** BEGIN PROVIDED MATERIAL **

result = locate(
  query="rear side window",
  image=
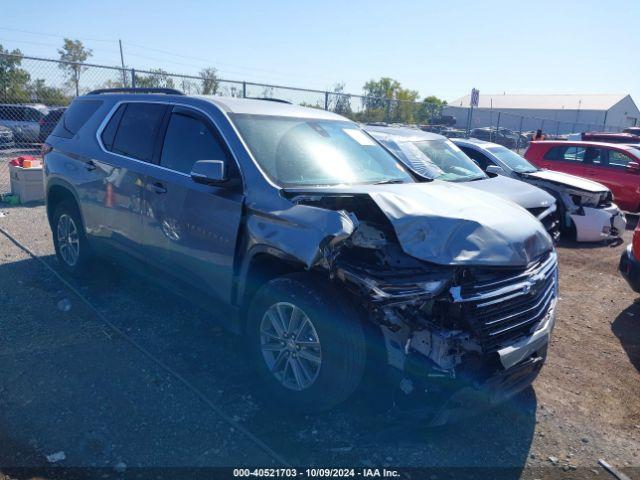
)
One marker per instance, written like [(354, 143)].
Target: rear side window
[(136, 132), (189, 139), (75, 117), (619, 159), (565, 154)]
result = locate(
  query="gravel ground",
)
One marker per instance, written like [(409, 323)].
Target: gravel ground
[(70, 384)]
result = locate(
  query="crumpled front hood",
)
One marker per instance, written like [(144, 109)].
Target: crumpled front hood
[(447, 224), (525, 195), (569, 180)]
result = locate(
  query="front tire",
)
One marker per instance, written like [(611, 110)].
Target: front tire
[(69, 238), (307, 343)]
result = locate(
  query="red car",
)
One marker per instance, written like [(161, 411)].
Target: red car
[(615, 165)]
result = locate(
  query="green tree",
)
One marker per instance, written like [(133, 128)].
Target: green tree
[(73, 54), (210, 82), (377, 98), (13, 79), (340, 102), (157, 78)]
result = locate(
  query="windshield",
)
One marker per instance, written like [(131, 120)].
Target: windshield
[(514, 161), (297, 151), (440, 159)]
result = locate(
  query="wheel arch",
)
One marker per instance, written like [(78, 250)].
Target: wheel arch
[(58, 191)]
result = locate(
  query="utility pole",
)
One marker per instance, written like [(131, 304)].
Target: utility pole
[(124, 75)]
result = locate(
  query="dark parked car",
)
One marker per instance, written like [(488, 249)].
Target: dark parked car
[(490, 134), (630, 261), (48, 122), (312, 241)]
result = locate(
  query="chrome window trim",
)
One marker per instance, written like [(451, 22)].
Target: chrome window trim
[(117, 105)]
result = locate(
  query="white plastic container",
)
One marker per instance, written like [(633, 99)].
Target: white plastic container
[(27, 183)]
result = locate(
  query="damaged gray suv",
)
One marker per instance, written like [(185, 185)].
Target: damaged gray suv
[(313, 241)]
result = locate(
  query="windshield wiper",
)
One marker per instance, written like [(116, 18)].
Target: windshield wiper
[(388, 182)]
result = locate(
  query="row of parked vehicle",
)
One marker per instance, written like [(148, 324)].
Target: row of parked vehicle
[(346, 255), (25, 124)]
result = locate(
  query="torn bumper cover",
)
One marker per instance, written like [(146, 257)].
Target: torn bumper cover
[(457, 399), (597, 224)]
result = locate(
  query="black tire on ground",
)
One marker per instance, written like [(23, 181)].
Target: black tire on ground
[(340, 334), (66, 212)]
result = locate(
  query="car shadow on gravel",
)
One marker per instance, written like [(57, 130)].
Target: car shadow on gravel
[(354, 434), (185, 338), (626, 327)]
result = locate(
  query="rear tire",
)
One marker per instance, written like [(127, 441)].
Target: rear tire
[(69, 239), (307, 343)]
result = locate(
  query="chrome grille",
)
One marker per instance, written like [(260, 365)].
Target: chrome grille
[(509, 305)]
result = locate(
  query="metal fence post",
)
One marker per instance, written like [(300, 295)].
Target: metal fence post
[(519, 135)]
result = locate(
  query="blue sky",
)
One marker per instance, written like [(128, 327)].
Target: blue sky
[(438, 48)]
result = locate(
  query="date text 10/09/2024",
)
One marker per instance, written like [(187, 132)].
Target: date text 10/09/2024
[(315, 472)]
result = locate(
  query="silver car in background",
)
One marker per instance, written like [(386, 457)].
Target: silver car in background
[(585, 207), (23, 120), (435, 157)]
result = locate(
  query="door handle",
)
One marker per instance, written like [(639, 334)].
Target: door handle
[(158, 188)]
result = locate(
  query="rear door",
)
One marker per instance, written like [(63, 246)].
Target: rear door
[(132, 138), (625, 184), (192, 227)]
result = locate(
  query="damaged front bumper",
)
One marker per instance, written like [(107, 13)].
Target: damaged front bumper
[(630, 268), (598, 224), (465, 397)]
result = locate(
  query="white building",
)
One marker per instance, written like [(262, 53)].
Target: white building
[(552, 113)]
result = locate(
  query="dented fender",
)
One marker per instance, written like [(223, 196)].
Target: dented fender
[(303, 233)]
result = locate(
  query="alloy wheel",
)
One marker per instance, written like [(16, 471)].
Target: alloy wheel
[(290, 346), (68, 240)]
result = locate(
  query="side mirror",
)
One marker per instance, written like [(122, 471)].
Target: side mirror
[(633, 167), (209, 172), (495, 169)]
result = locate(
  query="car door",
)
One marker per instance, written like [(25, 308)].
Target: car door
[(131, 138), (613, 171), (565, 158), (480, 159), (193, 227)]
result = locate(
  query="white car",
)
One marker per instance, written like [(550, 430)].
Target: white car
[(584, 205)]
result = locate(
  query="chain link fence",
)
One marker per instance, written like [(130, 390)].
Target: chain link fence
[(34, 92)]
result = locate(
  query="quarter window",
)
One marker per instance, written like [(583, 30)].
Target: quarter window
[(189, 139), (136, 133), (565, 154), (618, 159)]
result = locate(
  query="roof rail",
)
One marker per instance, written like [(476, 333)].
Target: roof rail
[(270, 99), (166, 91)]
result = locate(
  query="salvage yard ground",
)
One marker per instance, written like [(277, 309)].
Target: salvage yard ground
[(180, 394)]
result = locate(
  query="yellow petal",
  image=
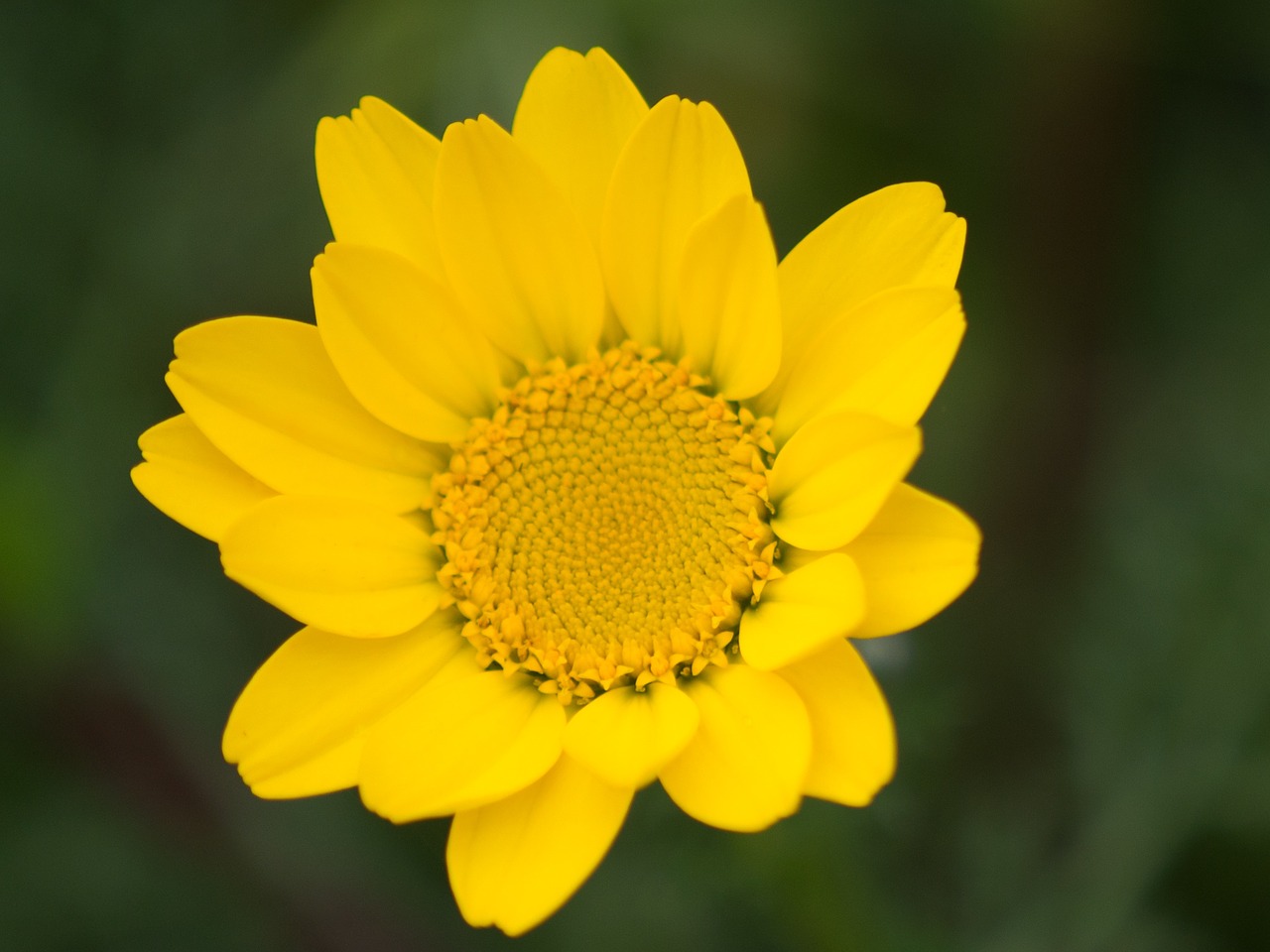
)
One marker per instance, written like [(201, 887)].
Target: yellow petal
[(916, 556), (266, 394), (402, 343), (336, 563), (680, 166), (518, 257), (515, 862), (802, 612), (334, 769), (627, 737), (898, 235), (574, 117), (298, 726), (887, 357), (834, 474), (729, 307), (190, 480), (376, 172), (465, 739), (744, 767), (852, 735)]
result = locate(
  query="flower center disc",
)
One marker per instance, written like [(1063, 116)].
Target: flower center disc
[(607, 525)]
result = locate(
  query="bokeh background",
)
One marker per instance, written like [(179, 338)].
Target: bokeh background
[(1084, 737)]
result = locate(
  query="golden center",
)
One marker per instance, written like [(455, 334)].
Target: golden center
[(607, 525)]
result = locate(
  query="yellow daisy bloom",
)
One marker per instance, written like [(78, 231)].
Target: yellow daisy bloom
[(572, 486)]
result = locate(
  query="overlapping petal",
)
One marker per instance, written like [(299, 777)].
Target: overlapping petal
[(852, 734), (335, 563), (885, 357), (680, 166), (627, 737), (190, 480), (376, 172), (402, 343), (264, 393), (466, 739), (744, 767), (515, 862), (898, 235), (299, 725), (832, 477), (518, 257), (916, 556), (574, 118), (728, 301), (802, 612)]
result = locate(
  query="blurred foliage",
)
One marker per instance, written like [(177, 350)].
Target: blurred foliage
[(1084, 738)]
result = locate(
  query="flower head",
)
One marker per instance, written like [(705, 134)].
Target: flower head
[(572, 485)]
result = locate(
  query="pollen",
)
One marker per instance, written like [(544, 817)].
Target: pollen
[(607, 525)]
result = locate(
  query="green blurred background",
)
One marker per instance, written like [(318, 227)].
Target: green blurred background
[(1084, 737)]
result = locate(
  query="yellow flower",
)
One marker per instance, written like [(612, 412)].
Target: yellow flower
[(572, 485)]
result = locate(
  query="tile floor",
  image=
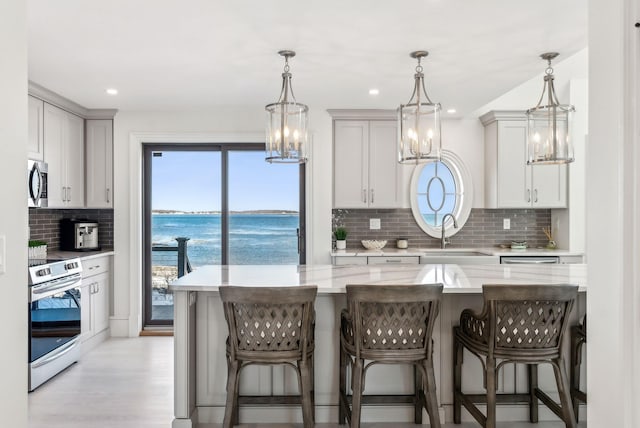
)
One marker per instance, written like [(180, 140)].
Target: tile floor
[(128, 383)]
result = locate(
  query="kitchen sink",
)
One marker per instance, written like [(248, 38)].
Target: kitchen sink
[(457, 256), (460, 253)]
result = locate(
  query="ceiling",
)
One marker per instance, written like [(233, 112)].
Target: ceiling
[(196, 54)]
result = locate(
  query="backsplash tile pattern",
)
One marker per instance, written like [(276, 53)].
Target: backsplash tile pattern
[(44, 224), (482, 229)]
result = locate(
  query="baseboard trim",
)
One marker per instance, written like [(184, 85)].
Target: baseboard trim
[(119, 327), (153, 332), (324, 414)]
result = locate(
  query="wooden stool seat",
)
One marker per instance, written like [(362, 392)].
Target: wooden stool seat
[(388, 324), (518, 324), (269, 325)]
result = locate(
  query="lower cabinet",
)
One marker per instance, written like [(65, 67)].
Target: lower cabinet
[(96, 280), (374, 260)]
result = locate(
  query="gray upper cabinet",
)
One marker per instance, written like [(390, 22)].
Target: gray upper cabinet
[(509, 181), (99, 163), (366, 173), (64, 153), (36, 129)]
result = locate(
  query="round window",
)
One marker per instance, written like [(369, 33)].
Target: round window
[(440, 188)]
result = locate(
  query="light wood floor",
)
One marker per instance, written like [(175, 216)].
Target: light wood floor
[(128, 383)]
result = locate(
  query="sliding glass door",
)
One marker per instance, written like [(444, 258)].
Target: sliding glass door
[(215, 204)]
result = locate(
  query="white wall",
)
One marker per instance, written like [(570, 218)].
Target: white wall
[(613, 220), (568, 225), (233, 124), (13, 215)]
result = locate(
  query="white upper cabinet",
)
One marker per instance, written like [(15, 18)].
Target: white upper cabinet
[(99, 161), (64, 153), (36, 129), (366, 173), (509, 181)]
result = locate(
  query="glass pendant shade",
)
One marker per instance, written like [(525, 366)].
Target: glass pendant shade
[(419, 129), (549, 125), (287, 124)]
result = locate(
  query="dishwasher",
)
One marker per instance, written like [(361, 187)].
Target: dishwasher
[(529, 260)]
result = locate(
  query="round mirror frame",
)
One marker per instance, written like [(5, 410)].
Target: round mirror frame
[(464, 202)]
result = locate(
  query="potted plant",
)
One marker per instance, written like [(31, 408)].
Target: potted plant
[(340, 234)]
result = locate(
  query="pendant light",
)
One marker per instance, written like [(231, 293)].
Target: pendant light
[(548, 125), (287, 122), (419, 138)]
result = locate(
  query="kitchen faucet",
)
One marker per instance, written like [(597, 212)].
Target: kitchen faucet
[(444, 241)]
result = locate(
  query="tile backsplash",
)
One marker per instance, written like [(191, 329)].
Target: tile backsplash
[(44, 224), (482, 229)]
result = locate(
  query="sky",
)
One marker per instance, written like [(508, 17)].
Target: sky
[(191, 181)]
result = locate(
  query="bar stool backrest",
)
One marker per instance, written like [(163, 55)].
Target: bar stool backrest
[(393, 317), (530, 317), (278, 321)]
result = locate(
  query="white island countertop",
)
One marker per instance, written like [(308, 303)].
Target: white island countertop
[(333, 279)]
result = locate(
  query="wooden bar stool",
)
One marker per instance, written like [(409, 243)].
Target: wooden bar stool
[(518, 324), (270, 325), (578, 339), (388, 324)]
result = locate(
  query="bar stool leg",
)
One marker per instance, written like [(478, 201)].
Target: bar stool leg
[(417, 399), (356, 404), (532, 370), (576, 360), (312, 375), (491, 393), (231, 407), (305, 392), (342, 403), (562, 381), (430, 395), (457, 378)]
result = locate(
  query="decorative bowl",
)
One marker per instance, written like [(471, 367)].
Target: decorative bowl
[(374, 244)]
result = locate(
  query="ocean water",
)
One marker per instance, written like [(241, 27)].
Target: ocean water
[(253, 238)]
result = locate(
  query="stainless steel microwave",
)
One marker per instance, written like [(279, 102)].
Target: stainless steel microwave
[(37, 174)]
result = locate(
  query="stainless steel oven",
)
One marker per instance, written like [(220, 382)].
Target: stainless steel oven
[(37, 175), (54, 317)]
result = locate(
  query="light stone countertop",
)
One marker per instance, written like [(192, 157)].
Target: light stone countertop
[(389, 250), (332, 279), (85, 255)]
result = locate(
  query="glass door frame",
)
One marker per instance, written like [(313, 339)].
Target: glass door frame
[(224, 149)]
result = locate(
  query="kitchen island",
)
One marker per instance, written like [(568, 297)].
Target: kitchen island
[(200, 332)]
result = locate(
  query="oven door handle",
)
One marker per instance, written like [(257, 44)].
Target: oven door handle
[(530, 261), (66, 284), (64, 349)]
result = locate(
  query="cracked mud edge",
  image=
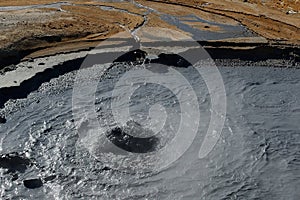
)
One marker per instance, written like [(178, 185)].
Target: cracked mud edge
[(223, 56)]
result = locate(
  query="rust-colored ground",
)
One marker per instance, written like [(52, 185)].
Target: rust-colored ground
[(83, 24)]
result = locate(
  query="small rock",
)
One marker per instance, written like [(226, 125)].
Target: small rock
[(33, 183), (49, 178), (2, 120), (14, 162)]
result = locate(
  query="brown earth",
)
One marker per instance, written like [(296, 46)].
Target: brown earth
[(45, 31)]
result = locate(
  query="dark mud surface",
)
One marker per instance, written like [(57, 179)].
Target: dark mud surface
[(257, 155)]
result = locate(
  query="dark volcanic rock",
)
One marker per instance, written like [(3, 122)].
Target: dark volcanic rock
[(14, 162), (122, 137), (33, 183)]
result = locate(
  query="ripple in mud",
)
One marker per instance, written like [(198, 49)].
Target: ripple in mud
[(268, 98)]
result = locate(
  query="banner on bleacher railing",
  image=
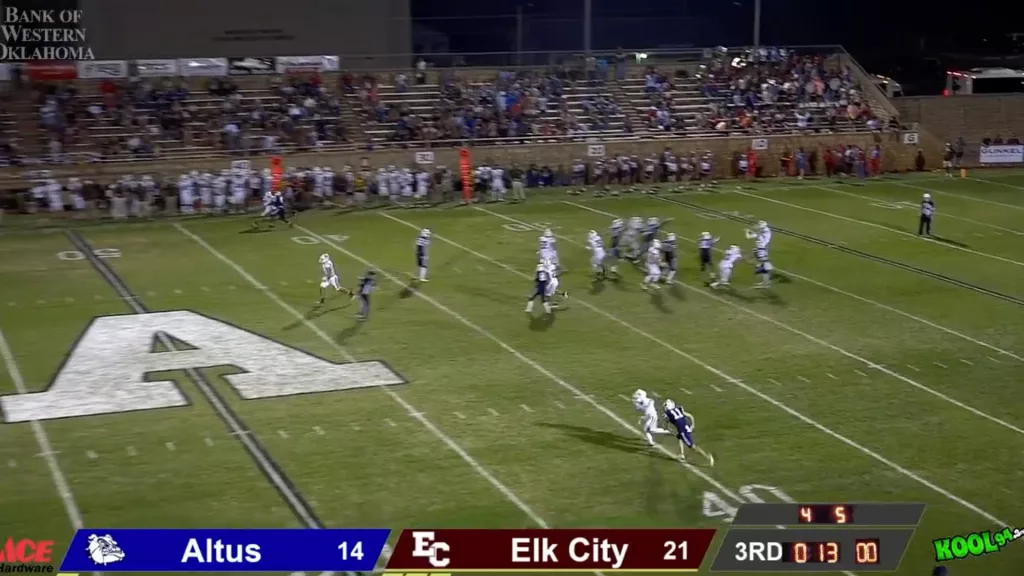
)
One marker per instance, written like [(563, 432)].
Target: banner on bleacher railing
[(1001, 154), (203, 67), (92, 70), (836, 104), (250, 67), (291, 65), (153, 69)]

** END PROVIDED MATERIAL **

GOAL
Count how many lines of the records above contain the word "fender", matching case exactly, and reply with only that number.

ANSWER TO THIS PROBLEM
2